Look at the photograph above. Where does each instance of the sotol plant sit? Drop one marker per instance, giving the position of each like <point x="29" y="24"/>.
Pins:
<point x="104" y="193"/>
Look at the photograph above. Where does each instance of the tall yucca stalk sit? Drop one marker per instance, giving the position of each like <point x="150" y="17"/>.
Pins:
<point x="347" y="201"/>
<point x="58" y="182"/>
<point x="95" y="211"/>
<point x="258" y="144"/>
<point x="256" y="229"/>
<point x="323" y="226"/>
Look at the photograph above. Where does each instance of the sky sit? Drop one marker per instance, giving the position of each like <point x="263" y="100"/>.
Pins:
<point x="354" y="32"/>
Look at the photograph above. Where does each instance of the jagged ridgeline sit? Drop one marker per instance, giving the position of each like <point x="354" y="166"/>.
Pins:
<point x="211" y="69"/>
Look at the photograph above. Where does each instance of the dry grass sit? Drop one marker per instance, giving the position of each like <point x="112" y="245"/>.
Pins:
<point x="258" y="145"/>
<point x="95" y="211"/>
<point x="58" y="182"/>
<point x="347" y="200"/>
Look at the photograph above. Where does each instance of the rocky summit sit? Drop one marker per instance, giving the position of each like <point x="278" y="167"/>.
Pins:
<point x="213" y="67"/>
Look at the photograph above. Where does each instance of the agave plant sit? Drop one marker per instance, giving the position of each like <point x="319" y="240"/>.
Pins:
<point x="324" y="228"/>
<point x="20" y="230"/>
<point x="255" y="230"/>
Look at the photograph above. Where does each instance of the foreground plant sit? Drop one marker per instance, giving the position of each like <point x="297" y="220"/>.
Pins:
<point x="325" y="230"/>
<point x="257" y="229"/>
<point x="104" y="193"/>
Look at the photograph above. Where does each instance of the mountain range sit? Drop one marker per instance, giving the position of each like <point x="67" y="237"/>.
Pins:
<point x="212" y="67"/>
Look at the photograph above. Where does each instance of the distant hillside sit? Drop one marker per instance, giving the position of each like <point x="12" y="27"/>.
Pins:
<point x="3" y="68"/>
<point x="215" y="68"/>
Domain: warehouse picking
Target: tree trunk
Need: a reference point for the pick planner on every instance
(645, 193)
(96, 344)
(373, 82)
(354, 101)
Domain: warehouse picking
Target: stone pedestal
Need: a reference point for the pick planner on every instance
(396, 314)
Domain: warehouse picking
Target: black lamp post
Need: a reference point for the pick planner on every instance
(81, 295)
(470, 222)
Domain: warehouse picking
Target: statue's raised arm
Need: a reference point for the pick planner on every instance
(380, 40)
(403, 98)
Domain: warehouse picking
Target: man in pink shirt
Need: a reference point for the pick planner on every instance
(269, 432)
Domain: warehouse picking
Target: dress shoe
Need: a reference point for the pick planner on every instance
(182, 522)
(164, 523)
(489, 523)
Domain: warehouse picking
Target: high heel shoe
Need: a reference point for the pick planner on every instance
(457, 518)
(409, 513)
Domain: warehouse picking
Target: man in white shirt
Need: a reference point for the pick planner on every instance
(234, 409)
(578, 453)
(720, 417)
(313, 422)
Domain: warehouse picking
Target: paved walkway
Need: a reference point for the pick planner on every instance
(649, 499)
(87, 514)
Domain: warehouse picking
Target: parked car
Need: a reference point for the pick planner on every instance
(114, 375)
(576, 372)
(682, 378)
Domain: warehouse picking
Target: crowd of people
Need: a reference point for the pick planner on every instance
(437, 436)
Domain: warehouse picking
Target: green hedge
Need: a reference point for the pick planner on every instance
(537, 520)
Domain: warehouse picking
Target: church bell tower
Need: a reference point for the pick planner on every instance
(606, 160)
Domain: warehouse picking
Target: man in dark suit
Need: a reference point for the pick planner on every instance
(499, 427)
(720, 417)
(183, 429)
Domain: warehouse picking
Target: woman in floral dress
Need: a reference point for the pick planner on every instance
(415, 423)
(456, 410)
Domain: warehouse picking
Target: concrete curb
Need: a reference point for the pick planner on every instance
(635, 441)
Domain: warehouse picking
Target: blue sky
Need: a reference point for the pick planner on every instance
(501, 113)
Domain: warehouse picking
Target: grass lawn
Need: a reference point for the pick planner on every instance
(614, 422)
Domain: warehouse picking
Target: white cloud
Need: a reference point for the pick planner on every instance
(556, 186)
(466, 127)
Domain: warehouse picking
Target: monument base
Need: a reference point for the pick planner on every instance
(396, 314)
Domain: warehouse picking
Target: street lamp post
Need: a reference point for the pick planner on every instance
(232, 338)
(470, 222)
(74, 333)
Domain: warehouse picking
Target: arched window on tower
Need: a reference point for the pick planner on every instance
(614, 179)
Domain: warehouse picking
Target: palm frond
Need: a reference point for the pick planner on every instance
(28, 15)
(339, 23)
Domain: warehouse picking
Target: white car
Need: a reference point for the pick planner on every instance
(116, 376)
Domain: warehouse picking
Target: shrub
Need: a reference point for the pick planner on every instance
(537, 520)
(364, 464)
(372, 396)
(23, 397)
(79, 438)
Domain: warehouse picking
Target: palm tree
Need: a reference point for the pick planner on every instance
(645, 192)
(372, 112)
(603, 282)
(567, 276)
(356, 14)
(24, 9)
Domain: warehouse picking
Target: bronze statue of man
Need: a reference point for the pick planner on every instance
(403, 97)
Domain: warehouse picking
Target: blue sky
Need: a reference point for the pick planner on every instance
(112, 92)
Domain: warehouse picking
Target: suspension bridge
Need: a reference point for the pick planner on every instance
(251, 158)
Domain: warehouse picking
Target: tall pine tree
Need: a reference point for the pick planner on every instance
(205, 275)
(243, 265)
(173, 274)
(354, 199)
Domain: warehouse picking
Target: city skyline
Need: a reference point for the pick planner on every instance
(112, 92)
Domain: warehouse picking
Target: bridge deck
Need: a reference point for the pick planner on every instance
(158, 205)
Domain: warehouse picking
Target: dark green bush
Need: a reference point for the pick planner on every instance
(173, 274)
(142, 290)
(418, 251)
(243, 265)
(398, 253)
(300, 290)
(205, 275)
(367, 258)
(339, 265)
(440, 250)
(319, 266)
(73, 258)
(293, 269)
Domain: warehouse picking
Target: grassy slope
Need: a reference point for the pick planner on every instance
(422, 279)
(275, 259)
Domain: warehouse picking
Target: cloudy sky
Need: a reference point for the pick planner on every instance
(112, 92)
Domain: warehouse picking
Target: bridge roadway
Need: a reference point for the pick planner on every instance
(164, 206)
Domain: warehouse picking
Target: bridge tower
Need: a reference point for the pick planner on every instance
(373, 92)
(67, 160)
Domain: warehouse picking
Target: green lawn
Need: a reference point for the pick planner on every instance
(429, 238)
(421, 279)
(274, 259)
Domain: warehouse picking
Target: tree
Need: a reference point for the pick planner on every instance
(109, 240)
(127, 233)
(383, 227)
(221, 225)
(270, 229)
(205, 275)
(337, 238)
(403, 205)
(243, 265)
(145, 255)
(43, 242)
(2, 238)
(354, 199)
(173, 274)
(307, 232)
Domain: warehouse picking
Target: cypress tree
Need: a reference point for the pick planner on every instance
######
• Set task
Print out all the entries precisely as written.

• Full answer
Look at the photograph above. Where does each instance of the sotol plant sit? Drop one marker per instance, giving the position of each like <point x="29" y="24"/>.
Pins:
<point x="104" y="193"/>
Look at the photograph above. Where does each instance of the tall yucca stalk sit? Drop one marker per instance, giving the position of each like <point x="150" y="17"/>.
Pins:
<point x="347" y="201"/>
<point x="58" y="182"/>
<point x="95" y="211"/>
<point x="258" y="144"/>
<point x="256" y="229"/>
<point x="323" y="226"/>
Look at the photograph above. Where does each instance of the sky sit? Drop one marker per instance, giving the position of each like <point x="263" y="100"/>.
Pins:
<point x="354" y="32"/>
Look at the photograph above. Where does each instance of the jagged ridgeline sit? Drop one marker per instance, giving the position of each like <point x="354" y="166"/>.
Pins:
<point x="211" y="69"/>
Look at the photograph above. Where does each instance of the dry grass sit? Drop one marker per instance, giving the position of each like <point x="112" y="245"/>.
Pins:
<point x="258" y="145"/>
<point x="95" y="211"/>
<point x="58" y="182"/>
<point x="347" y="200"/>
Look at the photograph above. Where does each instance of the rocky summit sit? Drop one marker per instance, giving the position of each like <point x="278" y="167"/>.
Pins:
<point x="213" y="67"/>
Look at the photograph above. Where does each instance of the agave plant sit? Drop one marker per instance, giving the position of each like <point x="319" y="240"/>.
Pins:
<point x="324" y="228"/>
<point x="20" y="230"/>
<point x="255" y="230"/>
Look at the photograph above. Where does each instance of the foreground plant sit? Drop one marker per instance, giving the position of each like <point x="297" y="220"/>.
Pins:
<point x="325" y="230"/>
<point x="257" y="229"/>
<point x="104" y="193"/>
Look at the photograph above. Where does each instance of the mountain range sit? Drop one marker per instance, giving the position of each like <point x="67" y="237"/>.
Pins:
<point x="212" y="67"/>
Look at the photograph above. Where does each instance of the distant hillside sit? Drop one marker per instance, giving the position of each like <point x="12" y="27"/>.
Pins:
<point x="3" y="68"/>
<point x="215" y="68"/>
Domain: warehouse picking
Target: tree trunk
Need: a reference point for the pick planner on every instance
(645, 193)
(96, 344)
(373, 82)
(354, 101)
Domain: warehouse picking
Target: stone pedestal
Need: a reference point for the pick planner on every instance
(396, 314)
Domain: warehouse picking
Target: black lamp post
Need: a reference point for the pick planner on every instance
(81, 295)
(470, 222)
Domain: warehouse picking
Target: statue's raised arm
Need: a reference point for the pick planner on every instance
(380, 40)
(403, 98)
Domain: warehouse picking
Target: man in pink shirt
Need: a reference point for the pick planner on every instance
(269, 432)
Domain: warehouse picking
Target: dress shoe
Need: a reference point for the pick planner on every instance
(182, 522)
(164, 523)
(489, 523)
Domain: warehouse picking
Target: high heel shoe
Need: a reference point for the pick planner on every instance
(457, 518)
(409, 513)
Domain: warehouse picking
Target: man in white shirt
Need: a reference point for the pick planner on every instance
(234, 409)
(578, 453)
(720, 417)
(313, 422)
Domain: warehouse picking
Target: paved walkway
Need: a reference point for the pick planner on every instance
(649, 499)
(87, 514)
Domain: warehouse picking
Target: parked car
Need: a reference point for the pick planner on every instance
(114, 375)
(576, 372)
(682, 378)
Domain: warehouse picking
Target: crowd of people
Need: a reference point for the pick planner on every instance
(437, 436)
Domain: warehouse picking
Target: green hedge
Need: a reference point for the pick planner on every instance
(537, 520)
Domain: warehouse picking
Target: church bell tower
Need: a reference point for the pick planner on every instance
(606, 160)
Domain: warehouse picking
Target: man in dark suit
Need: a reference point for the pick planner on every instance
(499, 427)
(720, 417)
(183, 429)
Domain: warehouse picking
Target: woman in floral dress
Need: a reference point for the pick planner on every instance
(415, 423)
(456, 410)
Domain: warehouse picking
Target: concrete curb
Need: a reference point for the pick planner on every instance
(635, 441)
Domain: warehouse picking
Target: blue sky
Need: a reference point for the pick planner on every instance
(501, 113)
Domain: warehouse picking
Target: grass lawn
Need: a reference point for the pick planner on every instance
(614, 422)
Domain: warehouse picking
Target: white cloud
Need: a reference point for the pick planner on every instance
(556, 186)
(466, 127)
Domain: warehouse picking
Target: monument base
Need: a reference point for the pick planner on every instance
(396, 314)
Domain: warehouse picking
Target: street lamp post
Need: a reference point for the pick planner on every instance
(232, 338)
(470, 222)
(74, 333)
Domain: warehouse picking
Target: arched window on tower
Need: a reference point for the pick planner on every instance
(614, 179)
Domain: warehouse picking
Target: palm frond
Need: a reference point for the pick planner on every instance
(28, 15)
(339, 23)
Domain: warehouse picking
Target: white car
Need: a reference point for the pick planner on every instance
(116, 376)
Domain: warehouse picking
Target: shrub
Need: a reference point for the pick planner on every instance
(537, 520)
(364, 464)
(372, 396)
(23, 397)
(79, 438)
Domain: warehouse picking
Target: palm tree
Need: a reference point for the pick planner on every instance
(645, 192)
(372, 112)
(603, 282)
(567, 276)
(356, 14)
(24, 9)
Domain: warehouse picking
Target: bronze statue of man
Need: a reference point for the pick planner on every instance
(403, 97)
Domain: warehouse picking
Target: blue sky
Need: a reference point for the pick planner on every instance
(112, 92)
Domain: warehouse picking
Target: suspension bridge
Need: a reference point for the pick planner on every instance
(251, 158)
Domain: warehouse picking
Target: tall pine tree
Need: a reference point for the pick planner on every instance
(205, 275)
(243, 265)
(173, 274)
(354, 199)
Domain: warehouse picking
Target: city skyline
Need: a reference point for the pick planner on every instance
(112, 92)
Domain: warehouse picking
Target: bridge deck
Need: a reference point for the pick planner on every instance
(158, 205)
Domain: warehouse picking
Target: dark green bush
Need: a reference point for the pick planner on every instance
(173, 274)
(142, 290)
(418, 251)
(243, 265)
(398, 253)
(300, 290)
(205, 275)
(367, 258)
(339, 265)
(440, 250)
(319, 266)
(73, 258)
(293, 269)
Domain: warehouse picking
Target: grassy slope
Need: a reference point for the pick planner on every instance
(422, 279)
(275, 259)
Domain: warehouse picking
Target: cloudy sky
Need: a reference point for the pick planner on every instance
(112, 92)
Domain: warehouse picking
Target: bridge roadway
Need: a reference point for the pick planner on every instance
(164, 206)
Domain: warehouse picking
Target: bridge tower
Need: a reference point for the pick planner on every instance
(373, 92)
(67, 160)
Domain: warehouse picking
Target: green lawn
Need: a reference point for the pick planner on every instance
(429, 238)
(421, 279)
(274, 259)
Domain: warehouse picking
Target: tree
Need: a reference point for the pick planner on every instance
(109, 240)
(127, 233)
(383, 227)
(221, 225)
(270, 229)
(205, 275)
(337, 238)
(403, 205)
(243, 265)
(145, 255)
(43, 242)
(2, 238)
(354, 199)
(173, 274)
(307, 232)
Domain: warehouse picking
Target: cypress tree
Need: a reference point for the pick planner on every instance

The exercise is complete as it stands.